- PROBLEM -
Give the records back in full, exactly as they read.

- RECORDS FOR THE TASK -

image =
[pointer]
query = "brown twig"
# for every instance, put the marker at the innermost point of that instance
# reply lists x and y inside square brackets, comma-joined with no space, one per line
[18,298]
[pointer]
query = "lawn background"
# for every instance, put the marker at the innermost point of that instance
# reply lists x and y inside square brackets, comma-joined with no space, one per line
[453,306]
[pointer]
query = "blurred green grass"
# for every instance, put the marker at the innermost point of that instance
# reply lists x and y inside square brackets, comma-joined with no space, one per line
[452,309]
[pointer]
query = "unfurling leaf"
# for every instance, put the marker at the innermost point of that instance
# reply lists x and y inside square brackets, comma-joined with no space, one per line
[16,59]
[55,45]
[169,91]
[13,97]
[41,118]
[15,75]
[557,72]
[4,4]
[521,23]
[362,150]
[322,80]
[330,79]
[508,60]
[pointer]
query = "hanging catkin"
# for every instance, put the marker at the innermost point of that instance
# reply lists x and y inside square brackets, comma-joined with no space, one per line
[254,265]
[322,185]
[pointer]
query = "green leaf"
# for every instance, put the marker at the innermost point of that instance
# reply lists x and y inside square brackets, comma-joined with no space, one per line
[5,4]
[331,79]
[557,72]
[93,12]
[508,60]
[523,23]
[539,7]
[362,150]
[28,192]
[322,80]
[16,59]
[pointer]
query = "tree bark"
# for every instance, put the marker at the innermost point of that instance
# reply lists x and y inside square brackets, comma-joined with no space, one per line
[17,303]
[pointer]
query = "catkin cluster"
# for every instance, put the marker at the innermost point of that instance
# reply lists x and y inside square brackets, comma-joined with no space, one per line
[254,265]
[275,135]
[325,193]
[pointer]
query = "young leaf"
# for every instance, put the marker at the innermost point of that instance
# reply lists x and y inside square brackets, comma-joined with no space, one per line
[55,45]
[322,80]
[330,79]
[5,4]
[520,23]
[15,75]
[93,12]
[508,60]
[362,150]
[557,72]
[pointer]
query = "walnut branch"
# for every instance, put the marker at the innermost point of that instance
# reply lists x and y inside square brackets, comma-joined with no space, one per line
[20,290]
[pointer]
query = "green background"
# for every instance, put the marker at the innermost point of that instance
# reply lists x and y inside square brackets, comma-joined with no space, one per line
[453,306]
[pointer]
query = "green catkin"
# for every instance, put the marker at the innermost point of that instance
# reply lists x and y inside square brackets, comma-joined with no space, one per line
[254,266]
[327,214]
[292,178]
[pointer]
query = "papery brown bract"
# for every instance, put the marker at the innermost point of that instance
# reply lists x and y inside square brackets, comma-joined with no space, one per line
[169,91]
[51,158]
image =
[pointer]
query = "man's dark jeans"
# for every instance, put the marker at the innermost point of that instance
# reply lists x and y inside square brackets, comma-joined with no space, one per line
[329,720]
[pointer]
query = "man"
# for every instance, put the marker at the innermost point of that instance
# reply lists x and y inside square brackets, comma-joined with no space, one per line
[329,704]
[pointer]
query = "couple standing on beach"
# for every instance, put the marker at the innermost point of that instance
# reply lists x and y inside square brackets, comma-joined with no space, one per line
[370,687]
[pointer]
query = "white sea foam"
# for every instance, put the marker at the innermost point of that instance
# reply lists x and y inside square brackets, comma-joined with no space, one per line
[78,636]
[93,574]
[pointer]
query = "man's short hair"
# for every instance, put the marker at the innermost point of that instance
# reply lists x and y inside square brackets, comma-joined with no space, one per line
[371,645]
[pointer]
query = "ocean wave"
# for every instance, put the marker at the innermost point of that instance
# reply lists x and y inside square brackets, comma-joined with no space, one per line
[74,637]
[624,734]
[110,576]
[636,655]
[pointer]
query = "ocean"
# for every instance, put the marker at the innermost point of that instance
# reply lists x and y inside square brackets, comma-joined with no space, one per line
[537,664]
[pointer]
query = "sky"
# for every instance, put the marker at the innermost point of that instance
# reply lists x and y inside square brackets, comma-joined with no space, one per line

- SOLUTION TO THE EXERCISE -
image =
[pointer]
query = "brown twig"
# for every instance, put the marker at the innermost point of that instance
# reply lists x and y inside square brackets, comma-joined with no space, one per line
[18,298]
[pointer]
query = "lawn background"
# for every instance, put the marker at the innermost point of that instance
# reply lists x and y inside square brackets, comma-joined with no space, one per line
[453,306]
[pointer]
query = "blurred green grass"
# for every instance, put the marker at the innermost point of that instance
# reply lists x and y inside square brackets, comma-joined with no space, one per line
[452,309]
[pointer]
query = "unfurling leaf"
# for every instance, put the marker at the innermost point of that instance
# reply lists x and y inside square brackets, comma-joined with no space, one per line
[16,59]
[55,45]
[169,91]
[13,97]
[41,118]
[15,75]
[557,72]
[4,4]
[521,23]
[362,150]
[322,80]
[330,79]
[508,60]
[pointer]
query = "hanging catkin"
# for every instance, put the marker at the innermost point of that instance
# reply lists x and y inside square brackets, comma-joined with no space, one per line
[254,265]
[322,185]
[pointer]
query = "green leaf"
# for every instance, put the marker at the innermost point of that instance
# reply lists x and y inside square brackets, comma-joined with no space, one per line
[5,4]
[331,79]
[557,72]
[93,12]
[508,60]
[523,23]
[539,7]
[362,150]
[28,192]
[322,80]
[16,59]
[pointer]
query = "tree bark"
# for every instance, put the marker at the innermost point of that instance
# reply lists x and y inside square brackets, comma-joined with no space, one per line
[17,303]
[pointer]
query = "catkin cluster"
# for every instance, put the marker at the innermost point of that instance
# reply lists x and y inside square brackets, comma-joined with no space, one per line
[254,265]
[275,135]
[325,193]
[pointer]
query = "young leaf"
# for every instance, put the marker at the innermost point of that instance
# reply lists x and y inside square brackets, comma-joined with no space, one per line
[55,45]
[322,80]
[330,79]
[5,4]
[520,23]
[15,75]
[93,12]
[508,60]
[362,150]
[557,72]
[pointer]
query = "walnut branch"
# for every instance, put the marker at the innermost point of that instance
# reply lists x and y inside square brackets, comma-joined with no space, one per line
[20,290]
[pointer]
query = "green background"
# for every instance, put the marker at the innermost point of that instance
# reply lists x and y inside square brackets, comma-joined with no space, one per line
[453,306]
[pointer]
query = "green catkin"
# for every instance, put the marker at the innermost point of that instance
# reply lists x and y inside square brackets, comma-joined with no space, one per line
[254,266]
[327,214]
[292,178]
[pointer]
query = "papery brown bract"
# for every instance, put the marker at the innermost point of that instance
# reply lists x and y inside square brackets, comma-joined with no space, one per line
[169,91]
[51,158]
image =
[pointer]
query = "man's dark jeans"
# for every instance, put the marker at the innermost point of that instance
# reply lists x and y inside square brackets, comma-joined with no space, one per line
[329,720]
[pointer]
query = "man"
# for every instance, put the marker at the innermost point of that instance
# reply lists x and y inside square brackets, comma-joined with no space, one per line
[329,704]
[pointer]
query = "couple standing on beach"
# for every instance, put the marker at the innermost point of that instance
# reply lists x and y inside square brackets, comma-joined with no space, one per line
[370,687]
[pointer]
query = "white sea foam"
# for every instance, put the marker at the innermost point of that instance
# reply lists x and y inside square brackets, comma-joined with no space, one per line
[78,636]
[93,574]
[pointer]
query = "man's short hair"
# for every instance, put the marker at the innermost point of that instance
# reply lists x and y inside square brackets, comma-joined with no space, one per line
[371,645]
[pointer]
query = "ocean wave"
# for every instance, put the marker at the innermost point of that instance
# reply lists x and y inside square brackets, comma-joined with no space, one per line
[74,637]
[624,734]
[110,576]
[636,655]
[pointer]
query = "ocean"
# for every instance, put the marker at the innermost point of that instance
# reply lists x and y inside square brackets, comma-joined with no space, one per line
[537,664]
[pointer]
query = "sky"
# for every instance, put the marker at the innermost point of that instance
# reply lists x and y inside square brackets, comma-joined with no space, one per line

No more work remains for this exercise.